## Selected extract
"""

When he wasn’t collecting money from drivers or dealing poker at Stacks Hold’em Bar, people were likely to find Riess at Tripper’s Sports Bar working on his game.
Riess said he played two to three times a week during his four years, something he said his parents never knew about.
Although back then, he wasn’t going to try to break other people’s banks.
“I wasn’t really doing it as a job; I was doing it more for entertainment,” he said. “Everyone thought I was horrible because I would try new things, like try crazy bluffs, but I was mainly having fun.”
After winning more than $250,000 in a WSOP Circuit event in Indiana during his senior year, Riess began to get serious about the card game and make a career out of it.
“My family didn’t really want me to do that, because they didn’t know how good I was until (the circuit event),” he said. “Before that, they weren’t really that supportive and wanted me to do the conventional thing, but after the tournament I said, ‘I want to travel and play full time for a year,’ and they said, ‘as long as you get your degree, we will be fully supportive,’ and that meant a lot.”
Fast forward to the 2013 Main Event, and Riess was nearing the final table wearing a green Nike Pro Combat MSU T-shirt. Wearing that shirt and, at the final table, a Calvin Johnson jersey instead of advertisement patches on his clothes cost him upwards of $100,000.
“I’ve had a lot of offers from people wanting me to wear their shirts and patches for anywhere from $10,000 to $35,000 (per patch),” he said. “But I just wanted to represent where I was from.”

"""

## Records provided
"""

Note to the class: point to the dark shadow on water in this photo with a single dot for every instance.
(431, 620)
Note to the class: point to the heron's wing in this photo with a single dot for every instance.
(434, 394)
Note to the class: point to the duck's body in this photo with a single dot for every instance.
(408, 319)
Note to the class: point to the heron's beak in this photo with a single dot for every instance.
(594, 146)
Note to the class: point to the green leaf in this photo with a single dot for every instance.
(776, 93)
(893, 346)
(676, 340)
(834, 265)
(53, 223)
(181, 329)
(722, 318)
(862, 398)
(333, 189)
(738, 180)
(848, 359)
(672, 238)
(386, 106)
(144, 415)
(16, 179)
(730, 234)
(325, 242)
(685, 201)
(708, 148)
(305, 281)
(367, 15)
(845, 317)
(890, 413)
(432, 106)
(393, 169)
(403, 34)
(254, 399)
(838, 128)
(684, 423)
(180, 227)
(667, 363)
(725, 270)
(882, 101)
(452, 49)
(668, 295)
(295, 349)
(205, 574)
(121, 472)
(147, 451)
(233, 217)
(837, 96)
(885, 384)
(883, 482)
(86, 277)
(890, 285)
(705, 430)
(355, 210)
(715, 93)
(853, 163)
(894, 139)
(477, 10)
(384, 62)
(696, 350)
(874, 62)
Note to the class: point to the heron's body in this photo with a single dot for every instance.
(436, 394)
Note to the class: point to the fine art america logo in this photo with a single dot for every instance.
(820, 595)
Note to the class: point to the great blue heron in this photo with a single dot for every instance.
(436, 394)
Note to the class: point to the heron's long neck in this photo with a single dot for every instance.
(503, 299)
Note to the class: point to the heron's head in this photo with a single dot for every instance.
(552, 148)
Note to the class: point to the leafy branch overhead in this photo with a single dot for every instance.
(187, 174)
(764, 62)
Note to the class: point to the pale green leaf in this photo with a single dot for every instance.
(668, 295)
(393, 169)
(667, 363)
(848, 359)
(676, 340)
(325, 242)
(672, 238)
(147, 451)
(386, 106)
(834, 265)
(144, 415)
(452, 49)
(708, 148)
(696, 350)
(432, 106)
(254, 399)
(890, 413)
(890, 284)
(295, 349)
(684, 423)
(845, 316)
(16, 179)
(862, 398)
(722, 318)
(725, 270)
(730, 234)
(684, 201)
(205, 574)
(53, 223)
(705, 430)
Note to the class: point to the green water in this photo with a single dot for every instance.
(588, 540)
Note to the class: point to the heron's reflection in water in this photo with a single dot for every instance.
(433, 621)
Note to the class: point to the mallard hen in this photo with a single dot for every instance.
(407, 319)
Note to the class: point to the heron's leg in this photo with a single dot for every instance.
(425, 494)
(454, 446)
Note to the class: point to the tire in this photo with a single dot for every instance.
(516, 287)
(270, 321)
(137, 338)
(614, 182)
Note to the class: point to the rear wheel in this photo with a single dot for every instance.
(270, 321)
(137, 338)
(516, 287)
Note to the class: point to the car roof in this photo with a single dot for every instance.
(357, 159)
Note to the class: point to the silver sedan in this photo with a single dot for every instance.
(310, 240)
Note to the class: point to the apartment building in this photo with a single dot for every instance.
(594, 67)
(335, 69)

"""

## Challenge A
Lay out the rows from the line containing "Note to the class: point to the silver" through the end of the rows as a two-column CSV headed instruction and points. Give one line per row, with each field quoted and any line breaks replaced by spaces.
## Challenge B
Pick up the passage about Riess's poker career after its last sentence and continue it.

## Exercise response A
instruction,points
"Note to the class: point to the silver sedan in this photo with a single dot for every instance.","(310, 240)"
"Note to the class: point to the apartment building in this photo with a single dot for every instance.","(594, 67) (335, 69)"

## Exercise response B
After winning the title and celebrating in a suite at the Rio Hotel and Casino with more than 100 family and friends, and $6,000 in comped drinks, Riess headed out of Las Vegas. He and his girlfriend Tabitha Trask, who have known each other since they were 11, went to Orlando to go to Electric Daisy Carnival and Walt Disney World. The next stop for Riess will be sitting courtside at tonight’s MSU basketball game against No. 1 Kentucky.
Of his winnings, 44 percent will go back to people who helped pay his initial $10,000 buy-in. Riess also noted that instead of strangers paying for him to play, it was nothing but family and friends who helped with his buy-in.
The largest stake anyone had in his winnings was 5 percent, according to Riess, but most of his stakes were in smaller increments.
“Almost everybody has 1 percent, and they are all close friends and family,” Riess said. “There’s not one person I don’t know who had action on me.”
The champ said he hasn’t put too much thought into future spending, but knows he won’t blow it all away.
“I might go crazy and get a Lamborghini,” he said. “But I’m going to make sure I put enough money away so I don’t go broke.”